==== Records supplied
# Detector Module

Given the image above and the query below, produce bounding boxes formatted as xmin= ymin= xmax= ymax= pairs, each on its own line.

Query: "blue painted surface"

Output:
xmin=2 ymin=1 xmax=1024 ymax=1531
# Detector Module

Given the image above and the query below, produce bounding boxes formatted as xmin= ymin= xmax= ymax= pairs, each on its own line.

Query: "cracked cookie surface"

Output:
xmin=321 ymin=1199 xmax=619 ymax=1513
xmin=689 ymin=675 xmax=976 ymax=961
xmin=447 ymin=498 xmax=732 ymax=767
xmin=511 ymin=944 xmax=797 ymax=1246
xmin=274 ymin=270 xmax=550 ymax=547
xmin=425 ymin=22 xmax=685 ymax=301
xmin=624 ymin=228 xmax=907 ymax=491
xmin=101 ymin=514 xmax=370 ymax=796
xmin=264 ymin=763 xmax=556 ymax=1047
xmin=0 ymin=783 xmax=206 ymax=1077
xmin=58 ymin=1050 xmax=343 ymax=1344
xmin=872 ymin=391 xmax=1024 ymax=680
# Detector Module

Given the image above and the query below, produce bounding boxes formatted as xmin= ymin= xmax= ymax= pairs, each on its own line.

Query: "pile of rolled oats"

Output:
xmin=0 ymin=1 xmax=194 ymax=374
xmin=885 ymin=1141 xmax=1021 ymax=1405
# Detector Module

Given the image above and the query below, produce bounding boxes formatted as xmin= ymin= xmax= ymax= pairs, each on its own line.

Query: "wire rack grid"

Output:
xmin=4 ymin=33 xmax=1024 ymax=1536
========
◆ **Brief**
Where in the records does the string "surface" appear? Copy every line that has it.

◆ **Solution below**
Query: "blue painted surface"
Query: "cracked cookie surface"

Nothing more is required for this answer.